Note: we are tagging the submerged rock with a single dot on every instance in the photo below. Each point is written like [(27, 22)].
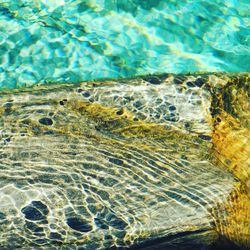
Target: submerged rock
[(132, 163)]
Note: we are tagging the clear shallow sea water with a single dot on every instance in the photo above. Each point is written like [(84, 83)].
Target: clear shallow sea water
[(76, 40)]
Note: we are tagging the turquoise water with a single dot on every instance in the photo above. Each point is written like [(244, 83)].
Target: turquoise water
[(71, 41)]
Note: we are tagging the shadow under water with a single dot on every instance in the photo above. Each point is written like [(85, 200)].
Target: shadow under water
[(156, 162)]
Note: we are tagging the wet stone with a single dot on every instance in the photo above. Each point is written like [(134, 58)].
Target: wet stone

┄┄┄┄┄┄┄┄┄┄┄┄┄┄┄┄┄┄┄┄

-- Work required --
Update the entries above by putting "we are marking" wherever "we are tagging" appears, keeping everything else the same. Leave the picture out.

-- Reply --
Note: we are marking the submerged rock with a single dot on every instance in the photo below. Each point is written like [(27, 22)].
Target: submerged rock
[(132, 163)]
Note: we are marking the clear shallow sea water with a single dot on every instance in the photo above. Each point is written like [(84, 83)].
Target: clear shallow sea water
[(76, 40)]
Note: we are marking the turquoise water with a single dot on every instance in the photo above. Each point is written like [(244, 83)].
Target: turquoise water
[(71, 41)]
Note: we are marking the shadow under water with a single dot on every instance in the photo above. Each point is written like [(85, 200)].
Target: shadow under water
[(156, 162)]
Note: we are marking the wet stone with a single dot on every instance in the photo above. Each point is written like [(134, 58)].
Target: wet stone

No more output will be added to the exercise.